__PROBLEM TO SOLVE__. Scan the listing below for the word "woman" and copy every line that has it.
=== DATA FOR THIS EXERCISE ===
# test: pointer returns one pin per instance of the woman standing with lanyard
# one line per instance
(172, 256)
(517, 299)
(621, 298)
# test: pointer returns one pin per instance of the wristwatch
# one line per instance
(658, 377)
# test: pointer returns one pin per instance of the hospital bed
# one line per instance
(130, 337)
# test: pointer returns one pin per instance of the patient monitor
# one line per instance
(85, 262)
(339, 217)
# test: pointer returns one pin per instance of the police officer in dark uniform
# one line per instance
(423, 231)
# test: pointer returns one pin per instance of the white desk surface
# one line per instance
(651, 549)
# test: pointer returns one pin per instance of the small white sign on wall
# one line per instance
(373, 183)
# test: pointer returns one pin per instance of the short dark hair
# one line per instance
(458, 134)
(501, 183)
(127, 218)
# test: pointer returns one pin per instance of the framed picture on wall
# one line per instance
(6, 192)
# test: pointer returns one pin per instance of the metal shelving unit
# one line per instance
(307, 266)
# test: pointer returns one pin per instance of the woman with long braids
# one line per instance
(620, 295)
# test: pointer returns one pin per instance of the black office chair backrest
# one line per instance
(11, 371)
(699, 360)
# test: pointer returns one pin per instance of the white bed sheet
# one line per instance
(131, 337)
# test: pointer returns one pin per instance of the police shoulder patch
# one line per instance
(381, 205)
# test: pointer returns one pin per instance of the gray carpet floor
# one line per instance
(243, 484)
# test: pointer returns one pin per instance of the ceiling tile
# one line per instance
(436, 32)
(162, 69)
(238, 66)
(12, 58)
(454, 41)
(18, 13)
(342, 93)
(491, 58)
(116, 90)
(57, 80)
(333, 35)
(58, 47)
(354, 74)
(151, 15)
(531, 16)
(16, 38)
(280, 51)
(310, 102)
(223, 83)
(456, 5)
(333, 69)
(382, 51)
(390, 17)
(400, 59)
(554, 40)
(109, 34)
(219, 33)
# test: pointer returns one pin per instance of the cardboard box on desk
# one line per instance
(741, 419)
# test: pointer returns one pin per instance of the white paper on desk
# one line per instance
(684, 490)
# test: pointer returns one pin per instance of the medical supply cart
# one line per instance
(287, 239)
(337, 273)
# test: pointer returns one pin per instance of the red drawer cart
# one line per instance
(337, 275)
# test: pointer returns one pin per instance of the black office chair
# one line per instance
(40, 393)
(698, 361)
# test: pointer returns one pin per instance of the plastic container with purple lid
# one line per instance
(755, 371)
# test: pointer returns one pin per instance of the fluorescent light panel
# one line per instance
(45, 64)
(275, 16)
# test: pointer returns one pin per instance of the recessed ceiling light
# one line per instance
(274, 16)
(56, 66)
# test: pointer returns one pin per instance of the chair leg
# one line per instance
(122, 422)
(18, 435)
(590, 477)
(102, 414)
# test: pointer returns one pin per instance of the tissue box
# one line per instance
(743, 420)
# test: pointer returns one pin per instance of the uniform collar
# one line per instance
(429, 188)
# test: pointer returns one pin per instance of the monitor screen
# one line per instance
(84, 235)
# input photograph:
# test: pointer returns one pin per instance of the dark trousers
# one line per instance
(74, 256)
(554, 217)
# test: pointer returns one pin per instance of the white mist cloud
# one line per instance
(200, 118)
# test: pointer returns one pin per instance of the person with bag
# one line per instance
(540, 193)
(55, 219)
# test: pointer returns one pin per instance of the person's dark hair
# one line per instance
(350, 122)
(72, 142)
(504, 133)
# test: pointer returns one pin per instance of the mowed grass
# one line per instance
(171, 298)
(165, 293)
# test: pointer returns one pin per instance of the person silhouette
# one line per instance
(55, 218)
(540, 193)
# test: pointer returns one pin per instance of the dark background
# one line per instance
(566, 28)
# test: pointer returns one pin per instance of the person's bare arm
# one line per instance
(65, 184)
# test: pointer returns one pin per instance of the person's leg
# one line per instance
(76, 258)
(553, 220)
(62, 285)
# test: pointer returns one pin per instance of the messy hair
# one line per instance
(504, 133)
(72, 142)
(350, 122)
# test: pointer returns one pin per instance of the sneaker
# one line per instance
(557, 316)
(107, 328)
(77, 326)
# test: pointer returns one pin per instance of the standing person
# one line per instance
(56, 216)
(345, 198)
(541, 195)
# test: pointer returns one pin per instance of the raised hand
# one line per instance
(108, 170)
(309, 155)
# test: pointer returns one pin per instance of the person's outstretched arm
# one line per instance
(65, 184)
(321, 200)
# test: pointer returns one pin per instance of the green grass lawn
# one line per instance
===
__PROBLEM SOLUTION__.
# test: pointer returns one pin per instance of the woman standing with lanyard
# test: pointer returns one pin per instance of the woman with long braids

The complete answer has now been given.